Data for this task →
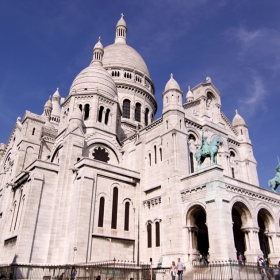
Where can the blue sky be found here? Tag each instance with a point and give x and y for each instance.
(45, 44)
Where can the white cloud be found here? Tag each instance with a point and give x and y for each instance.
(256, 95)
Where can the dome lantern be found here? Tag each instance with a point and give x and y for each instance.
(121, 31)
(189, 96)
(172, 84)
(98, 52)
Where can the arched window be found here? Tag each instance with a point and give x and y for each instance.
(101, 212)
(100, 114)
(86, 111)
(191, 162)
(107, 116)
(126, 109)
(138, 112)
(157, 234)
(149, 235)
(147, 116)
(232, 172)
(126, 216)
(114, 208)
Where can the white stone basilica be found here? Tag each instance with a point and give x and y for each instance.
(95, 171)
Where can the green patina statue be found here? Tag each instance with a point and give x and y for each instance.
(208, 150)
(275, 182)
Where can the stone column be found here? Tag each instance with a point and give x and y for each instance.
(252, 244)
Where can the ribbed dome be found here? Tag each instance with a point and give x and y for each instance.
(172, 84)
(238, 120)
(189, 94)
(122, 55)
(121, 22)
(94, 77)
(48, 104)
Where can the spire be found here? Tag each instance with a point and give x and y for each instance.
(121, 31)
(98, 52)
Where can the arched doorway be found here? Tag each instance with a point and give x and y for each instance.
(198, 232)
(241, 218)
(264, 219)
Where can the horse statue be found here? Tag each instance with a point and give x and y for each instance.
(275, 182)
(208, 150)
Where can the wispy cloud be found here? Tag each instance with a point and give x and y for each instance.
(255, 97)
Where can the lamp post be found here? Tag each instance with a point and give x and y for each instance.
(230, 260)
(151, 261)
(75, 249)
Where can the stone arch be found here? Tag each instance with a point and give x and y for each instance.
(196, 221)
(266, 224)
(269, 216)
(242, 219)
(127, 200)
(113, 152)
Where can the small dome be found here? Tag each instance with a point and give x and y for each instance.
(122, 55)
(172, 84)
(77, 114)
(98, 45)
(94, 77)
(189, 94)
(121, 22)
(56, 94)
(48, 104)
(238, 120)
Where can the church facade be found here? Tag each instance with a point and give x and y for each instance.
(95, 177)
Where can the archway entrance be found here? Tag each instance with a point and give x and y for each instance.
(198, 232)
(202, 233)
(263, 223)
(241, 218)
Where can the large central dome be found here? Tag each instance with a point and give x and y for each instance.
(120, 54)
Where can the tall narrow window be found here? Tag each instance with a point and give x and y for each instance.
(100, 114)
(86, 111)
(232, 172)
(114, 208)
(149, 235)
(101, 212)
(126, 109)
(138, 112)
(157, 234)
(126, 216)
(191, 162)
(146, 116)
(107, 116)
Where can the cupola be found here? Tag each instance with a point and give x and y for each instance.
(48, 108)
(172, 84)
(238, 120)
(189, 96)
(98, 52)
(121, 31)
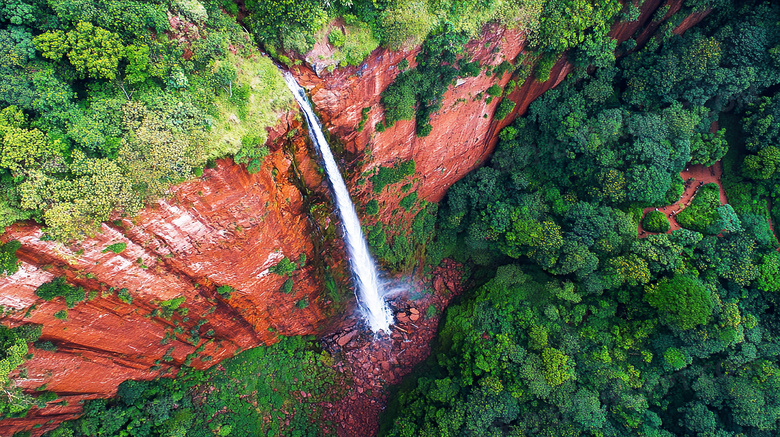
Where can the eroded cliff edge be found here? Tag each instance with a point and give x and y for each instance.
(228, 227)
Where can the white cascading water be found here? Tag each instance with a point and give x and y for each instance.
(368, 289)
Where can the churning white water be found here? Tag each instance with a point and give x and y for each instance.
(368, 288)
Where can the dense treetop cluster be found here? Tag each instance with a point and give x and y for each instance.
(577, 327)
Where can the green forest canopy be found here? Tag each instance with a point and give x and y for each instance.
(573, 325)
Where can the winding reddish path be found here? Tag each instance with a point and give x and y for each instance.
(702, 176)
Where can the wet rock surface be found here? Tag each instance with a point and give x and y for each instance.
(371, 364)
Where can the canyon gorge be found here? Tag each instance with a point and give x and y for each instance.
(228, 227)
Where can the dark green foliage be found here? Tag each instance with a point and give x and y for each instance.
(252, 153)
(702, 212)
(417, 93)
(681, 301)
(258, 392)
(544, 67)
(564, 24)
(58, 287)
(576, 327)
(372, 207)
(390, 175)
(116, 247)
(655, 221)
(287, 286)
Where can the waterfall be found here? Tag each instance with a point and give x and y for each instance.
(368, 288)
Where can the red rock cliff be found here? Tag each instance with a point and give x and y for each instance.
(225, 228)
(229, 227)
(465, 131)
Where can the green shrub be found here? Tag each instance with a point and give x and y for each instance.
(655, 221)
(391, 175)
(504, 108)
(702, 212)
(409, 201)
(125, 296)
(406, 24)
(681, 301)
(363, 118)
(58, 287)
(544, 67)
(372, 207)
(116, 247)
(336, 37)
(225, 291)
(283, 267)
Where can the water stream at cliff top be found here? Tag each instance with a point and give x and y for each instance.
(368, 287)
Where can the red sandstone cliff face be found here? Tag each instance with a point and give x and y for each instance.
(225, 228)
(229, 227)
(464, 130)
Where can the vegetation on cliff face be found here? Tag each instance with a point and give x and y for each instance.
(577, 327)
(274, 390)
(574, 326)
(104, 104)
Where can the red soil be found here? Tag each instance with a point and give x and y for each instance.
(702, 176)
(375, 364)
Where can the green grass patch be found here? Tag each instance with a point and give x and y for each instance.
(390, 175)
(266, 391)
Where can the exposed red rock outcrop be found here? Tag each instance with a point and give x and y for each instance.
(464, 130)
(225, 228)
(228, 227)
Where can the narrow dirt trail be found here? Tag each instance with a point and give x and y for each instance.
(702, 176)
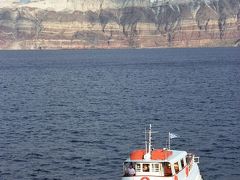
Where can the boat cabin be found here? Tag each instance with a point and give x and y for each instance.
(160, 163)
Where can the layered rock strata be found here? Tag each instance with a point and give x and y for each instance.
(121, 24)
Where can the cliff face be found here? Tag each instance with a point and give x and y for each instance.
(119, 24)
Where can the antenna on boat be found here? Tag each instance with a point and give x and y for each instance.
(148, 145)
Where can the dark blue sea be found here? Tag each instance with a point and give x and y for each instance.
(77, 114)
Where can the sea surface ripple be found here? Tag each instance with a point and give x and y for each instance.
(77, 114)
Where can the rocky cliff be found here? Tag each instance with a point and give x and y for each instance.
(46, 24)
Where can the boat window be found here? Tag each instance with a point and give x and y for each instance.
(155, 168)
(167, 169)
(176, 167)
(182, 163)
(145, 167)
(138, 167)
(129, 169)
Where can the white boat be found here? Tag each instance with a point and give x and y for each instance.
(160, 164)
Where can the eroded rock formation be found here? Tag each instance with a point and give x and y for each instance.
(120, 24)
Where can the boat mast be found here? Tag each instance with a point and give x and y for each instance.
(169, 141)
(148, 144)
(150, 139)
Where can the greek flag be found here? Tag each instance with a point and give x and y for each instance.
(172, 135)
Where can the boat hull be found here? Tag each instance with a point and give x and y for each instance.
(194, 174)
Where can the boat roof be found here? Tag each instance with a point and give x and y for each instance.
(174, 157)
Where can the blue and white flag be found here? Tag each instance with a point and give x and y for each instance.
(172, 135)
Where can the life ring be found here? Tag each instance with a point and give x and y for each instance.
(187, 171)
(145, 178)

What you should do → Starting at the line that contains "Where can the boat cabin", copy each line exactly through the end of the listing above. Include that first line and the last one, and add nothing.

Written answer →
Where can the boat cabin be found here? Tag each instance with a point and give x and y for each instance.
(160, 163)
Where can the layered rock strata be found here? Tag each instance with a point and give x and y for each instance.
(121, 24)
Where can the cliff face be found here? Tag each instance with a point and give x and y for each instance.
(119, 24)
Where can the antenna on boat be found here? Tag each instance with a point and give x and y for each instance.
(148, 145)
Where can the dark blue sea be found here? Tag each instance with a point and give x and y for each instance.
(77, 114)
Where can the sea surface ripple be found here? Tag each instance with a point and give x and y for each instance.
(77, 114)
Where can the rocky cliff be found here? Tag each instance with a point and give x and y for each instance.
(46, 24)
Where can the boat window be found here? Tag each instance with a point and give x and y for each instance.
(155, 168)
(167, 169)
(176, 167)
(182, 163)
(145, 167)
(138, 167)
(129, 169)
Where can the white boat be found here? Tag each instance with a point and give x and y for each instance.
(160, 164)
Where can the eroded rock formation be found here? Tag each instance with a point and give x and y for each instance.
(120, 24)
Where can the boat mast be found here? Tag each instance with a point and give x and y for each instance.
(169, 141)
(148, 144)
(150, 139)
Where can the greek flag be found here? Tag each instance with a point and give x and y for each instance.
(172, 135)
Where can the boat hull be found here? Tag each instance with a point and give x and y for each instance.
(194, 174)
Where can the boat roof be found here? Tag each instance with a point and give x and y for each instance.
(174, 157)
Where can the blue and white flag be found here? Tag each instance with a point and give x and y for each instance.
(172, 135)
Where can the life ring be found here? Tag each instance with a point and give x and y for each instance.
(187, 171)
(145, 178)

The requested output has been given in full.